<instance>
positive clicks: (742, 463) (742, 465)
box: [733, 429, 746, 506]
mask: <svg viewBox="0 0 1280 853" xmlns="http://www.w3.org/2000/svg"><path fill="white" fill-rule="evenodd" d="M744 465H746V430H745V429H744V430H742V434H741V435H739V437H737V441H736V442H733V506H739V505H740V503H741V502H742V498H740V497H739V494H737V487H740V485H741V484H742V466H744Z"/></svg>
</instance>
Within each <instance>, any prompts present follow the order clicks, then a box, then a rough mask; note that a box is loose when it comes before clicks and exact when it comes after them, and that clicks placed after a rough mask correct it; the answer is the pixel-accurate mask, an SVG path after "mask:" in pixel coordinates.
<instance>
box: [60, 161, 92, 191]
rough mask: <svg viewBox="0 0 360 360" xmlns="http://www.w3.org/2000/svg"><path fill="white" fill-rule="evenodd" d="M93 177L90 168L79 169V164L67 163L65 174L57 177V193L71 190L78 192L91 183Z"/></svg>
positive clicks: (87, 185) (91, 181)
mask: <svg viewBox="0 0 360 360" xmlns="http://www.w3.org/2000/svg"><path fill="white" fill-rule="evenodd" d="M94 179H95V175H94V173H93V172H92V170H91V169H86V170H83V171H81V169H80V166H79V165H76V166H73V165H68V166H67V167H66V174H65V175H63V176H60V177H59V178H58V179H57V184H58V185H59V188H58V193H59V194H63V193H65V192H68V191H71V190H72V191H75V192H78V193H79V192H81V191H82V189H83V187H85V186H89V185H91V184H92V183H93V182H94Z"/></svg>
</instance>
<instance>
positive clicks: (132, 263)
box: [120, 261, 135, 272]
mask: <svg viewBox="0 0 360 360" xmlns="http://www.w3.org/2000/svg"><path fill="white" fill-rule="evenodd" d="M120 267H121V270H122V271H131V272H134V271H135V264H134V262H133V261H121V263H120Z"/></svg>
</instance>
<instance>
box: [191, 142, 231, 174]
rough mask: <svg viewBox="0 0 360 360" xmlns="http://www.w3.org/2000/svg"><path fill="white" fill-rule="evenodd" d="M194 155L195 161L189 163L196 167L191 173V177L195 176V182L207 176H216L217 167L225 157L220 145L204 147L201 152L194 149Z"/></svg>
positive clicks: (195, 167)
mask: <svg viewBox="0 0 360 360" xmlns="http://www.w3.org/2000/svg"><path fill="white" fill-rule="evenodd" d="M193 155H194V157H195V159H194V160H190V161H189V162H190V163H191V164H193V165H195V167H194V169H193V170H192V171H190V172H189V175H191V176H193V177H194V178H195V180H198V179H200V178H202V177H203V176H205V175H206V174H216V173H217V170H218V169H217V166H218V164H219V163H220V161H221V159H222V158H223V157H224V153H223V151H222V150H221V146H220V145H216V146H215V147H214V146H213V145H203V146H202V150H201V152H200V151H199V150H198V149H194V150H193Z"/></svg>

### [Job item]
Please copy each line of the listing above that contains the string "clicks", and count a match only when the case matches.

### [Result]
positive clicks: (742, 463) (742, 465)
Within each <instance>, any prompts present follow the order clicks, then a box, then a rough mask; note that a box is loose when it comes before clicks and exact when it comes after them, and that clicks placed after a rough mask correct it; the answer is the pixel-accurate mask, an SVG path after "mask:" in pixel coordinates.
positive clicks: (87, 185) (91, 181)
positive clicks: (132, 263)
positive clicks: (195, 167)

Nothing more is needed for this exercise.